* **Teks Latihan**:
──────────
Terkait Aturan Pidana Terhadap Penghina Presiden, Ahli Sebut Pengekangan Demokrasi
RIAUMANDIRI.ID, PEKANBARU - LBH Pekanbaru dan Legal Culture Institute menilai aturan terbaru yang tertuang dalam Telegram Kapolri Nomor ST/1100/IV/HUK.7.1./2020 yang ditandatangani Kepala Bareskrim Polri Listyo Sigit Prabowo tertanggal 4 April 2020 tentang pemidanaan terhadap penghina pejabat dan presiden termasuk pengekangan nilai-nilai demokrasi.
"Sangat (merampas kemerdekaan berpendapat). Surat edaran tersebut membuktikan pemerintah antikritik dan antidemokrasi. Saat wabah Covid-19 ini seharusnya pemerintah sadar telah lambat melakukan pencegahan dan pananganan. Kebijakan PSBB itu sebenarnya telah dilakukan pemerintah daerah lainnya yaitu menghentikan aktivitas pendidikan, dll. Jadi seharusnya, kan sudah karantina wilayah atau nasional. Bukan PSBB lagi," ujar Direktur YLBHI-LBH Pekanbaru, Andi Wijaya, Rabu (8/4/2020) kepada Riaumandiri.id.
──────────
* **Data yang Disediakan**:
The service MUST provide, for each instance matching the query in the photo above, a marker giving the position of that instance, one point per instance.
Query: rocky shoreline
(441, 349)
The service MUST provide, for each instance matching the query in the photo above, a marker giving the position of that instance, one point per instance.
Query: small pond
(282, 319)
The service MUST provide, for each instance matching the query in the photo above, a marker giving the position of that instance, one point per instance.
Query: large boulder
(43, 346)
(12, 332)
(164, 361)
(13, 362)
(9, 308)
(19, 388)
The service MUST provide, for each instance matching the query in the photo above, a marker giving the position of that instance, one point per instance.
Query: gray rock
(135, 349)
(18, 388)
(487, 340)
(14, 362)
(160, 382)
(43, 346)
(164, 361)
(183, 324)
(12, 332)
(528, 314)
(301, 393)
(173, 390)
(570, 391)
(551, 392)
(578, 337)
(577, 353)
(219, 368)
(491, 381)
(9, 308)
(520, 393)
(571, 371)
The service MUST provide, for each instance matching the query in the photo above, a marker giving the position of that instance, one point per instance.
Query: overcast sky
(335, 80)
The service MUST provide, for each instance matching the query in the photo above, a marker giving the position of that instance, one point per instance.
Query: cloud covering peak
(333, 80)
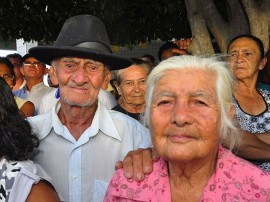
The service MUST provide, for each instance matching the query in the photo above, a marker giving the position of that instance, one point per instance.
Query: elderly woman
(131, 86)
(20, 179)
(189, 113)
(252, 105)
(7, 72)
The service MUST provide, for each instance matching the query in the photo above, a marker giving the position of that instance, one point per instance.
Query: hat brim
(46, 54)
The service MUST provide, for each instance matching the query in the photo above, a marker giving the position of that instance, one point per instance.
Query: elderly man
(80, 139)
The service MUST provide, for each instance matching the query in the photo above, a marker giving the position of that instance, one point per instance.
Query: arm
(42, 192)
(137, 163)
(254, 147)
(264, 137)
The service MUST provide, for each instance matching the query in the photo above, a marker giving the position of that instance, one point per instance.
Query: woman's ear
(262, 63)
(231, 111)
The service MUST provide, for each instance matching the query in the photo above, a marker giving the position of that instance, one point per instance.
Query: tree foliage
(127, 22)
(134, 21)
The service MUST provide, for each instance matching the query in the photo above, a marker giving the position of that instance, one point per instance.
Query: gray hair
(225, 85)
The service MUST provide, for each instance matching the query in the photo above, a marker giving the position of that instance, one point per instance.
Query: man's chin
(84, 104)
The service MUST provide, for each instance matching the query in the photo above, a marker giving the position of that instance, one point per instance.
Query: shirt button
(74, 177)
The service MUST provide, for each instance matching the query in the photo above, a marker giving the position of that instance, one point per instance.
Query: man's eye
(142, 81)
(248, 54)
(128, 83)
(200, 102)
(69, 66)
(91, 68)
(163, 102)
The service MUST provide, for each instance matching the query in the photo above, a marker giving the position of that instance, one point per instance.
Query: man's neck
(76, 119)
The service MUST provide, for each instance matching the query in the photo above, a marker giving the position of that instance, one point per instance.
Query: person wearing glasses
(7, 73)
(33, 71)
(16, 61)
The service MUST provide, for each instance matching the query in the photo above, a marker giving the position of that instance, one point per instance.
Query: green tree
(130, 22)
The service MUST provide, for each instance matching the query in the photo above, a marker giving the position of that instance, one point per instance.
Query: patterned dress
(17, 179)
(234, 179)
(255, 123)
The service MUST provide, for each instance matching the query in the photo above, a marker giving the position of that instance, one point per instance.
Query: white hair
(225, 84)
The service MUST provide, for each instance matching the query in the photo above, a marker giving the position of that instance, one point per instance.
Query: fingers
(147, 161)
(155, 155)
(118, 165)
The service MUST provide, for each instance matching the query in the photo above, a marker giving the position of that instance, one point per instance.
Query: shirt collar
(102, 121)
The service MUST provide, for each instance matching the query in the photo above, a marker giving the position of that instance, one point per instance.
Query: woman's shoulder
(237, 178)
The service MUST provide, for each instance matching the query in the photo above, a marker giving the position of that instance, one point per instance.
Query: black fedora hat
(82, 36)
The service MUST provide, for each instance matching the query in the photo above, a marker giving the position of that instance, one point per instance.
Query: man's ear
(53, 75)
(117, 88)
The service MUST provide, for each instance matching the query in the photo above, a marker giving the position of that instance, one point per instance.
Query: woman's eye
(69, 66)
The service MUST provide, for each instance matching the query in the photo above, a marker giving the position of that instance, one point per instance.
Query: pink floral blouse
(235, 179)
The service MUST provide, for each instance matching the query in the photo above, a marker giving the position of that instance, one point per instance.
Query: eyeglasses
(36, 64)
(7, 77)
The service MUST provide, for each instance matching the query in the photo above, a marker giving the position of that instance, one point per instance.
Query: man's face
(79, 80)
(32, 68)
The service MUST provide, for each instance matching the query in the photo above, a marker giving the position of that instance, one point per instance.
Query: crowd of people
(186, 128)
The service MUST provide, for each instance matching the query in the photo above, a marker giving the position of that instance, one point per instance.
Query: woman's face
(245, 59)
(133, 85)
(185, 115)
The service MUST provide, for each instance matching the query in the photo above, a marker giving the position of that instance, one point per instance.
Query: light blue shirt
(81, 170)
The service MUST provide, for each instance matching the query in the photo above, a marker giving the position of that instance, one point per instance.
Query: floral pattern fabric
(8, 172)
(234, 179)
(255, 124)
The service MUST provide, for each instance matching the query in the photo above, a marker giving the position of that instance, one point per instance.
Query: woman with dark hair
(252, 105)
(20, 179)
(7, 73)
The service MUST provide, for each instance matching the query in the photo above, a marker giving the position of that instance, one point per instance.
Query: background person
(6, 72)
(131, 86)
(16, 60)
(188, 124)
(252, 105)
(21, 180)
(264, 75)
(34, 89)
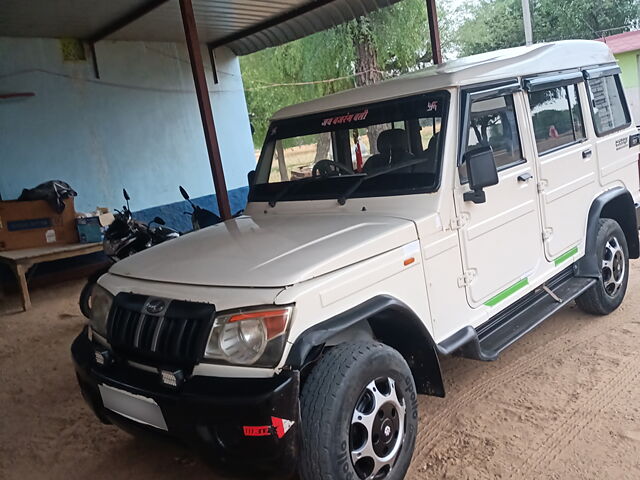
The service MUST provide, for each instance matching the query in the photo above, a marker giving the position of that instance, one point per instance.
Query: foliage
(493, 24)
(400, 39)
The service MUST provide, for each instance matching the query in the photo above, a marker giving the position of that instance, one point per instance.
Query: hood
(269, 250)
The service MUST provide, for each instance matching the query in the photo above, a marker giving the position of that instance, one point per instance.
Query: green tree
(493, 24)
(387, 43)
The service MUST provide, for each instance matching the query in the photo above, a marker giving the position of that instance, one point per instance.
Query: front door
(500, 239)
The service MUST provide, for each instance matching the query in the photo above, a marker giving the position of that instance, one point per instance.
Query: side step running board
(487, 341)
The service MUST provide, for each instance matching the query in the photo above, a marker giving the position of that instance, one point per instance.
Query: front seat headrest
(393, 140)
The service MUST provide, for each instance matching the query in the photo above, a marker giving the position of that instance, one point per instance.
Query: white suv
(446, 212)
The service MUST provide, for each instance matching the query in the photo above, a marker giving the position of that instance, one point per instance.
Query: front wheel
(613, 258)
(359, 415)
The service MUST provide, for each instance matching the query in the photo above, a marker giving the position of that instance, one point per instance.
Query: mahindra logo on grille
(156, 306)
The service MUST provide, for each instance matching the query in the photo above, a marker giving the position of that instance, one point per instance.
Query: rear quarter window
(608, 104)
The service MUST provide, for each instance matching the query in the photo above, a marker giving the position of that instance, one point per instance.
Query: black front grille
(176, 336)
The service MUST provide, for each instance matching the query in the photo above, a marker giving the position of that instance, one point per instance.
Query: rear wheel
(359, 415)
(613, 258)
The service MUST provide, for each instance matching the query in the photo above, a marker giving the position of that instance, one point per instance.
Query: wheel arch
(387, 320)
(616, 204)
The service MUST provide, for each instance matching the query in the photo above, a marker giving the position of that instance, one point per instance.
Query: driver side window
(492, 122)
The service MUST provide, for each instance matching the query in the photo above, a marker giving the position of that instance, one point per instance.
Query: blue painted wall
(138, 126)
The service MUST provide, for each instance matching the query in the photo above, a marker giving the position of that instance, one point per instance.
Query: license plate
(134, 407)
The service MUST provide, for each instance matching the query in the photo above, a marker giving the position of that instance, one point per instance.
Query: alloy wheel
(613, 266)
(377, 429)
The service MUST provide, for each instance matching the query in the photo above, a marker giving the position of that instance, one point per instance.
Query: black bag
(53, 191)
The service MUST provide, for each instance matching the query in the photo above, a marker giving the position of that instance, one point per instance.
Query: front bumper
(242, 427)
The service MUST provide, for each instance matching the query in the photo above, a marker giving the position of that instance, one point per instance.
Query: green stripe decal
(565, 256)
(508, 292)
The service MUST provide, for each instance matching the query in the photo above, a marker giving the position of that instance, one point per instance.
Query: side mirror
(481, 172)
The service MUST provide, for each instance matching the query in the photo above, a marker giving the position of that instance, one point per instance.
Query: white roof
(507, 63)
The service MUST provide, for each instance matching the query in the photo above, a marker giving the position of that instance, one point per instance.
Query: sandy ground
(563, 403)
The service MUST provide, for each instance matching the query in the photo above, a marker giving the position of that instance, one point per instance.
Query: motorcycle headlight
(101, 301)
(249, 337)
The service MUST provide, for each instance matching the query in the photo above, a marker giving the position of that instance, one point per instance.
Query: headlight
(101, 301)
(249, 337)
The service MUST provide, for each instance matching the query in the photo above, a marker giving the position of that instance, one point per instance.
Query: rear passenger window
(557, 117)
(608, 105)
(492, 122)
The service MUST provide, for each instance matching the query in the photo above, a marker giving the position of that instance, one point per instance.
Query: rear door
(566, 158)
(501, 238)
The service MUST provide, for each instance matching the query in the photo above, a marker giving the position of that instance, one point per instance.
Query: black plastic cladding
(181, 333)
(394, 324)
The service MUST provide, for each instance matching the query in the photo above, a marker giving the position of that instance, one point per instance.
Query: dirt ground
(563, 403)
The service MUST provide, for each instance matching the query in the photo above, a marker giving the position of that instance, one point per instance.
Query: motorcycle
(200, 217)
(124, 237)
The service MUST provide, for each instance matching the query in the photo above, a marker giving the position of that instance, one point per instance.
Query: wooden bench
(20, 261)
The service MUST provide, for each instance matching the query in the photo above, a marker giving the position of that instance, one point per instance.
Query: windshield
(389, 148)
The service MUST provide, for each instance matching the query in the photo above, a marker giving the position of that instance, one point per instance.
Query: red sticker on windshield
(348, 118)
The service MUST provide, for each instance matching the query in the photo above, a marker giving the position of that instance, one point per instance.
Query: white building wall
(138, 126)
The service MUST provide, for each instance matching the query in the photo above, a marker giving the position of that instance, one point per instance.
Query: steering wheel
(328, 168)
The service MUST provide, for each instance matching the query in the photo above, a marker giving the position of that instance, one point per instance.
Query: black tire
(85, 298)
(613, 259)
(343, 380)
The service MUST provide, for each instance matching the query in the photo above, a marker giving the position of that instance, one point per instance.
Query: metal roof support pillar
(204, 104)
(434, 31)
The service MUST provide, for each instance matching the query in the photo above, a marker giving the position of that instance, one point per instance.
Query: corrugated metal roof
(240, 24)
(623, 42)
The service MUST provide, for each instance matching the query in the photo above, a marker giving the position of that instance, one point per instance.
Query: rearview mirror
(481, 172)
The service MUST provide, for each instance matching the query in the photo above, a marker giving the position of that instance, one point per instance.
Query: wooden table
(20, 261)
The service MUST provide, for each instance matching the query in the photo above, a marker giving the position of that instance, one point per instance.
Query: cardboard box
(89, 229)
(35, 224)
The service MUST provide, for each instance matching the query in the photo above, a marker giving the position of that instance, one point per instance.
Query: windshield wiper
(342, 199)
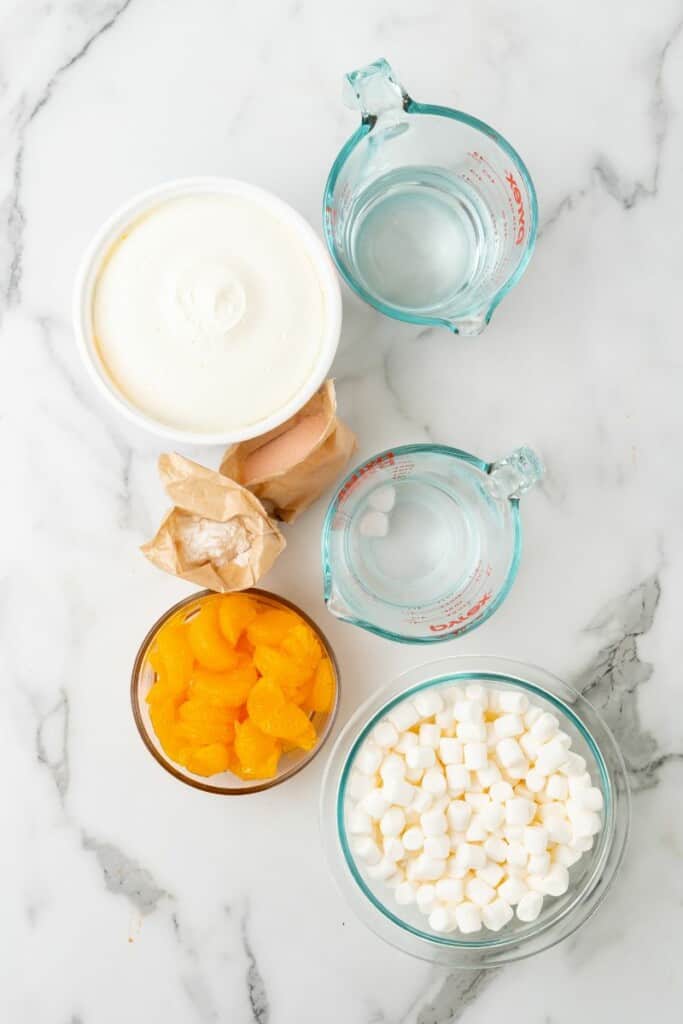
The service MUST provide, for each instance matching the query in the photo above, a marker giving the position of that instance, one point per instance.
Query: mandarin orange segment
(258, 754)
(302, 645)
(270, 627)
(228, 689)
(323, 692)
(236, 612)
(208, 643)
(280, 668)
(208, 760)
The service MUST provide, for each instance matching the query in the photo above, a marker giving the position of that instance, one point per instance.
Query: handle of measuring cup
(512, 476)
(374, 90)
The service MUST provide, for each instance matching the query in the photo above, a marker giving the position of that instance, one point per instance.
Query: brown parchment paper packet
(217, 535)
(292, 465)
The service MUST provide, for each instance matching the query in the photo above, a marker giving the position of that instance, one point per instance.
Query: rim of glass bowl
(257, 785)
(502, 948)
(412, 107)
(432, 637)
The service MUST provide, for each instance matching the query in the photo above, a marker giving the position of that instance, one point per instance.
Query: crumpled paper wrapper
(291, 466)
(218, 534)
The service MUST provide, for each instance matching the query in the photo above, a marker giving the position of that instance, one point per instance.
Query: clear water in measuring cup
(431, 549)
(420, 239)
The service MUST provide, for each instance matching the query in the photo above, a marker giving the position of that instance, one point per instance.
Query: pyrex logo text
(517, 197)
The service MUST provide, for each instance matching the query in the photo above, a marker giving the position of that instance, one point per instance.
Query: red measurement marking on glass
(470, 613)
(517, 196)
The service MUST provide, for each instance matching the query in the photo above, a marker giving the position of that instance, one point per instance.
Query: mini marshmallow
(475, 756)
(469, 856)
(422, 802)
(403, 716)
(450, 751)
(475, 691)
(529, 906)
(367, 850)
(359, 822)
(477, 801)
(397, 791)
(563, 855)
(536, 781)
(429, 735)
(508, 725)
(374, 524)
(437, 847)
(442, 920)
(500, 792)
(393, 848)
(468, 711)
(433, 822)
(393, 766)
(573, 765)
(590, 800)
(497, 914)
(519, 811)
(509, 752)
(433, 781)
(382, 870)
(385, 734)
(476, 832)
(511, 701)
(577, 782)
(492, 816)
(407, 741)
(392, 821)
(479, 892)
(421, 757)
(529, 744)
(492, 873)
(429, 702)
(426, 897)
(512, 890)
(383, 498)
(545, 727)
(414, 838)
(488, 775)
(496, 848)
(556, 882)
(359, 785)
(557, 787)
(539, 863)
(459, 814)
(516, 854)
(429, 868)
(406, 893)
(375, 804)
(468, 918)
(451, 890)
(458, 778)
(369, 759)
(551, 756)
(559, 830)
(536, 839)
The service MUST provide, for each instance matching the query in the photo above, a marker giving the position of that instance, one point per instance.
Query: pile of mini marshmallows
(469, 802)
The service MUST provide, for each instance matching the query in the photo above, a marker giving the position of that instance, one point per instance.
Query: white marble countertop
(129, 897)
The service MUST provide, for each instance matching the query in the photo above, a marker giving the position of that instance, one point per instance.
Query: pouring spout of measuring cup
(511, 477)
(375, 90)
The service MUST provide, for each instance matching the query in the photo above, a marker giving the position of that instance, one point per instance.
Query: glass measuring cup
(429, 214)
(422, 543)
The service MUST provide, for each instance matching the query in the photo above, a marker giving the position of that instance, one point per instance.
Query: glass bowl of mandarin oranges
(233, 693)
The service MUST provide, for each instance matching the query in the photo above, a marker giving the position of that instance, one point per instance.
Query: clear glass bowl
(404, 928)
(225, 783)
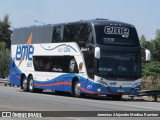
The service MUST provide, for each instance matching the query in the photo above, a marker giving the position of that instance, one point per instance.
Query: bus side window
(73, 68)
(57, 34)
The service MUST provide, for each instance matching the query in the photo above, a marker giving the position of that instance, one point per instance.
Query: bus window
(65, 64)
(57, 34)
(78, 33)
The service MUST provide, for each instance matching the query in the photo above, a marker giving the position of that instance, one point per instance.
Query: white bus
(100, 57)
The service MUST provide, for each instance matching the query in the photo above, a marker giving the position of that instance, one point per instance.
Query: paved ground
(14, 99)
──────────
* **Tujuan Tugas**: Lanjutkan berita tentang aturan pidana bagi penghina presiden, dimulai setelah kalimat terakhir yang tercantum. Daftar tersebut merupakan bahan terpisah dari berita tentang aturan pidana bagi penghina presiden.

* **Hasil Berikut**:
Surat telegram tersebut dikeluarkan dalam rangka penanganan masa pencegahan pandemi Covid-19 oleh Reskrim sebagai pelaksana dan fungsinya terkait situasi serta opini di ruang siber dan pelaksanaan hukum tindak pidana siber.
Dilansir dari Kompas.com, Surat Telegram Kapolri bernomor ST/1100/IV/HUK.7.1./2020 tersebut dikonfirmasi oleh Kepala Biro Penerangan Masyarakat (Karopenmas) Divisi Humas Polri Brigjen (Pol) Argo Yuwono.
"Bentuk pelanggaran atau kejahatan serta masalah yang mungkin terjadi dalam perkembangan situasi serta opini di ruang siber: penghinaan kepada penguasa/Presiden dan pejabat pemerintah sebagaimana dimaksud Pasal 207 KUHP," tulis surat telegram tersebut.
Dalam pasal 207 KUHP, penghinaan tersebut dapat dipidana dan dipenjara paling lama 1 tahun 6 bulan.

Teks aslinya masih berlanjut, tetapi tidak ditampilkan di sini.